— start Available data —

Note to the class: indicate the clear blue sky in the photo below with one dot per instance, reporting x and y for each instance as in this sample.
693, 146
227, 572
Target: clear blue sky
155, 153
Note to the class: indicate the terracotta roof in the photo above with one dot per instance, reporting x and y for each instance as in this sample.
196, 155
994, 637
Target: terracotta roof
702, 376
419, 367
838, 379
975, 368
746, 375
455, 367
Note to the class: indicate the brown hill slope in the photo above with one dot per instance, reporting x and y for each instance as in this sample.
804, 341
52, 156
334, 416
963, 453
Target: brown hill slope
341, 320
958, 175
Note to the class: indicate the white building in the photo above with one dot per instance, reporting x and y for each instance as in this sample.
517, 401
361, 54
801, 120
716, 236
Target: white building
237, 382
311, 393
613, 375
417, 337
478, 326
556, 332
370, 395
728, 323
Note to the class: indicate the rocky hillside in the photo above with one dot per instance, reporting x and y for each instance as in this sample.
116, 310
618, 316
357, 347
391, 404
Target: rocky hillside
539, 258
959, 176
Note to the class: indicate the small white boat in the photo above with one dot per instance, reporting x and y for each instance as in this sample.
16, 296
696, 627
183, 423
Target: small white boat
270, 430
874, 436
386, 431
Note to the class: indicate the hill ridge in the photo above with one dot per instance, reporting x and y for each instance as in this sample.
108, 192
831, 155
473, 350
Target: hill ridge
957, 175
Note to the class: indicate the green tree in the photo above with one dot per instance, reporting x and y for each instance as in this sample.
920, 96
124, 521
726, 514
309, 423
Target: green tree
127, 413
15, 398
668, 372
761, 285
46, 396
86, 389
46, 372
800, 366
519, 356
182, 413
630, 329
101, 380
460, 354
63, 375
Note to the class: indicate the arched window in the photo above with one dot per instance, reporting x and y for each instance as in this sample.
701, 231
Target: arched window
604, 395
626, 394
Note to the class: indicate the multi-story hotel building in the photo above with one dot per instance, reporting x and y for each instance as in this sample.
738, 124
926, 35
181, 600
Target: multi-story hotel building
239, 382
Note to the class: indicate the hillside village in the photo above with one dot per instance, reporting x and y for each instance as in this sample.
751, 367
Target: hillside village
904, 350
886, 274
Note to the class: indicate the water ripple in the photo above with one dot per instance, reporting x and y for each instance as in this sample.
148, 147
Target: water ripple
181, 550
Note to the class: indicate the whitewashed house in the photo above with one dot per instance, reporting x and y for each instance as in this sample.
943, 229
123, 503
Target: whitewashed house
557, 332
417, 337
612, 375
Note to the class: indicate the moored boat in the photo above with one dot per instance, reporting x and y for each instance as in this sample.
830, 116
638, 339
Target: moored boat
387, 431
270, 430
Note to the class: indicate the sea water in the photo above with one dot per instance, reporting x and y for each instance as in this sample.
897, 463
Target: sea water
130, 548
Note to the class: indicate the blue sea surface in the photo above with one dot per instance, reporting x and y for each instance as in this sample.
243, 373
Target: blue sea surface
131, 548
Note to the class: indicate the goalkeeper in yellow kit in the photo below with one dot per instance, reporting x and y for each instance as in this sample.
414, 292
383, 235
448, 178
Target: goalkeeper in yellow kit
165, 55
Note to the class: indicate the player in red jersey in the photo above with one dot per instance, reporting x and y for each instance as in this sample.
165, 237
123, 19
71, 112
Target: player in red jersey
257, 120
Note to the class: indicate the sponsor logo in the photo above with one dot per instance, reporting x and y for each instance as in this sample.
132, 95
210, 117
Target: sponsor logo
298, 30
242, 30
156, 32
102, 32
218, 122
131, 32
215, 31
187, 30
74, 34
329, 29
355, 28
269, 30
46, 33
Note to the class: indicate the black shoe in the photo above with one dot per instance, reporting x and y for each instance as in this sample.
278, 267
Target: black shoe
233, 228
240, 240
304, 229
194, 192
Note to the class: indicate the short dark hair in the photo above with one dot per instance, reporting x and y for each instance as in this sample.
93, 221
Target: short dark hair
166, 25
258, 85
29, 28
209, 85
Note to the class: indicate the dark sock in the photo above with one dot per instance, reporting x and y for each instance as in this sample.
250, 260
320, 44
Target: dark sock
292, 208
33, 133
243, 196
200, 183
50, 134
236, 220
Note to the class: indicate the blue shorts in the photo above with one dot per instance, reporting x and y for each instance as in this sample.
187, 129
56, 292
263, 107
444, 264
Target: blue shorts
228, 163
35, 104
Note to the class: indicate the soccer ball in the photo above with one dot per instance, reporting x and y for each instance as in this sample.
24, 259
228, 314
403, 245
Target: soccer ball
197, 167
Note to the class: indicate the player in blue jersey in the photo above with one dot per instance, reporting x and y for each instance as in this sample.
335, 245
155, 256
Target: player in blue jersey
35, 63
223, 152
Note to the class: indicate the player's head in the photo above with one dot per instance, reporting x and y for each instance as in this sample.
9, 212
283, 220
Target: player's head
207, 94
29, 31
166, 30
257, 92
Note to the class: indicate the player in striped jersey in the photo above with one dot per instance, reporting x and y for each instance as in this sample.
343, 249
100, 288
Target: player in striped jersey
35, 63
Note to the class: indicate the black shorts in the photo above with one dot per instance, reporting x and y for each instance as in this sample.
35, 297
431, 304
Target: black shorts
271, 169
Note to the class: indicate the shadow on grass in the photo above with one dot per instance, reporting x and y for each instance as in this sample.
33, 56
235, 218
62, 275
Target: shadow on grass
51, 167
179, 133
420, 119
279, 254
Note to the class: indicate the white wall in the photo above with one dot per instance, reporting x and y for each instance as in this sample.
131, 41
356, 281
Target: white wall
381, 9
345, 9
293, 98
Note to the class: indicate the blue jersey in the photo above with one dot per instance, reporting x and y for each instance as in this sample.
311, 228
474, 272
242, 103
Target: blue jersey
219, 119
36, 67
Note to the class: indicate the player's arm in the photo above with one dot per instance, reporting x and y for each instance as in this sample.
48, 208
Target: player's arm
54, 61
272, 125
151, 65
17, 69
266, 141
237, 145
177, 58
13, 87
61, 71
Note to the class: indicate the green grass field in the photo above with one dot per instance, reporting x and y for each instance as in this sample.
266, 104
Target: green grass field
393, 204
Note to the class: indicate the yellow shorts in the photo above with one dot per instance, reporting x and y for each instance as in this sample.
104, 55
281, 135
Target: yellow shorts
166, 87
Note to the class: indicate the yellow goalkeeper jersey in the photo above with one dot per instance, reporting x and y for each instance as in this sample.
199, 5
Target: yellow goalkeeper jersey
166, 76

— end Available data —

» Work to complete
Restate the records, all of them, precisely as written.

» Exercise solution
Note to the class: indicate the clear blue sky in the photo below with one dot per instance, reporting x and y for each instance as in this sample.
693, 146
227, 572
Target: clear blue sky
155, 153
Note to the class: indicate the terracotta roof in the photo above with one dot per instance, reporting x and y for each instance as in this sample.
196, 155
994, 637
Target: terracotta roof
702, 376
419, 367
838, 379
975, 368
746, 375
455, 367
Note to the class: indicate the brown hill slope in the photo above with one dot per instance, reporting x and y for each instance as in this sample.
804, 341
52, 156
334, 416
963, 453
Target: brown hill slope
341, 320
958, 175
Note to the class: indicate the white building in the photo above with one dot per instance, reporting x and y for each instance as in this sample.
517, 401
361, 54
801, 120
716, 236
Target: white building
237, 382
311, 393
613, 375
417, 337
478, 326
556, 332
370, 395
728, 323
Note to the class: indicate the rocky hillside in the photo above with one dot per instance, reporting x and y for each instance as in this sample.
116, 310
618, 316
357, 347
391, 404
Target: rocky hillside
539, 258
959, 176
Note to the class: indicate the small white boat in the photo above with one dot per instance, reporting x and y for each instance as in this sample.
16, 296
696, 627
183, 423
Target: small white boat
270, 430
874, 436
386, 431
Note to the class: indicate the hill ridge in the photo above with one dot per instance, reporting x and y for each instance as in this sample.
108, 192
831, 155
473, 350
Target: hill ridge
957, 175
Note to the class: indicate the green tree in the photo above with one dot per instance, reporting x and y for each instance as in this sample.
920, 96
124, 521
726, 514
309, 423
Target: green tree
127, 413
15, 398
668, 372
761, 285
46, 396
86, 389
46, 372
800, 366
519, 356
182, 413
630, 329
101, 380
460, 354
63, 375
Note to the class: indicate the arched window in the photo above with one dot per instance, reporting x and y for each instance as in this sample.
701, 231
Target: arched window
604, 395
626, 394
Note to the class: indicate the multi-story hotel building in the photo above with one dot per instance, reporting x and y for each instance as in this sample.
738, 124
926, 35
181, 600
Target: multi-story hotel building
239, 382
Note to the class: indicate the hillside village in the photo above with one dot per instance, reporting x and y for each instance as in this sample.
751, 367
Target: hillside village
904, 350
886, 274
Note to the class: indicate the water ripple in the photo above with one dot per instance, reporting x and y for each instance as in this sample.
148, 147
Target: water ripple
181, 550
Note to the class: indicate the whitewashed house in the photo above with one dot per instance, reporting x and y for each instance as in this sample.
943, 229
123, 503
Target: whitewashed house
557, 332
417, 337
612, 375
Note to the class: indicate the moored boat in the photo above with one dot per instance, reporting x and y for each instance as in this sample.
830, 116
638, 339
Target: moored boat
387, 431
270, 430
Note to the class: indicate the sea water in the photo above with one dot per instance, reporting x and y for each instance as in this sample.
897, 463
Target: sea water
130, 548
Note to the class: indicate the blue sea surface in the photo above with one dot per instance, reporting x and y for each instance as in this sample.
243, 373
Target: blue sea surface
131, 548
Note to the class: indicate the goalkeeper in yellow kit in the photo below with one dot per instance, reporting x and y for each instance as in this sample.
414, 292
383, 235
448, 178
Target: goalkeeper in yellow kit
165, 55
Note to the class: indicate the player in red jersey in the photo above with one dot per instance, reporting x and y for each instance as in this sample.
165, 237
123, 19
71, 112
Target: player in red jersey
257, 120
Note to the class: indicate the sponsor logo in the photo above with one dot per instance, reporting x and y for each instance as in this sample.
132, 95
210, 117
Target: sponsor logo
298, 30
242, 30
156, 32
102, 32
218, 122
131, 32
215, 31
187, 30
74, 34
329, 29
355, 28
269, 30
46, 33
Note to the class: indicate the black shoe in the photo above with one dot per instance, reporting x and y for each instance as in this sample.
278, 267
Target: black shoe
233, 228
240, 240
304, 229
194, 192
Note to the class: indicate the short dark hair in the photo above with one dot per instance, reporting x and y for each instance as in this sample.
93, 221
Target: short dark hair
166, 25
258, 85
29, 28
209, 85
Note to the class: indicate the dark sock in the photo above with one dot per instance, reporting x and y for each instance as in this sample.
250, 260
320, 44
Target: dark sock
292, 208
33, 133
243, 196
200, 183
50, 134
236, 220
Note to the class: indicate the blue shorts in the photo above with one dot per instance, reporting x and y for each instance as in this sample.
187, 129
56, 292
263, 107
444, 264
Target: blue shorts
228, 163
35, 104
Note to the class: indicate the soccer ball in the photo above with one dot per instance, reporting x and y for each instance as in this sample.
24, 259
228, 314
403, 245
Target: soccer ball
197, 167
Note to the class: indicate the player in blue jersey in the photo above with one dot per instance, reporting x and y for each instance as in this sample.
335, 245
155, 256
Target: player in blue jersey
35, 63
223, 152
Note to the class: indicate the player's head in the photo above with one dot per instance, reporting x and y for each instance as in this sample.
9, 212
283, 220
Target: player's head
207, 94
29, 31
166, 30
257, 92
Note to the class: indicate the player in striped jersey in the photo above with one dot per instance, reporting x and y for each instance as in this sample.
343, 249
100, 288
Target: player in striped jersey
35, 63
Note to the class: indicate the black shorts in the photo above with one dot per instance, reporting x and y for each instance as in this sample.
35, 297
431, 304
Target: black shorts
271, 169
Note to the class: indicate the shadow on grass in the photo above with one dot per instance, reporting x and y for each instance as in this sample.
33, 56
235, 218
62, 275
Target: shadow on grass
51, 167
179, 133
420, 119
279, 254
Note to the class: indicate the white wall in the photo above with one dot per instance, reporting x and y for each instance as in this sample.
131, 41
356, 281
Target: white wall
381, 9
345, 9
293, 98
Note to the class: indicate the blue jersey in the photo above with one dot per instance, reporting x and y for each instance as in this sample.
311, 228
474, 272
242, 103
Target: blue jersey
219, 119
36, 67
Note to the class: indicate the player's arm in the photo above with one dot per instance, reporting x and y for each instance as in this sample.
48, 208
Target: player's arm
54, 61
272, 125
151, 65
17, 69
266, 141
237, 145
177, 58
13, 87
61, 71
Note to the class: indicate the green grass field in the photo above with one dot per instance, reporting x and y for each instance as in this sample.
266, 104
Target: green grass field
393, 204
Note to the class: indicate the yellow shorts in the photo above with one dot per instance, reporting x and y for each instance as in this sample.
104, 55
281, 135
Target: yellow shorts
166, 87
Note to the class: indicate the yellow goalkeeper jersey in the photo above with one dot per instance, reporting x and y for each instance as in this sample.
199, 5
Target: yellow goalkeeper jersey
166, 76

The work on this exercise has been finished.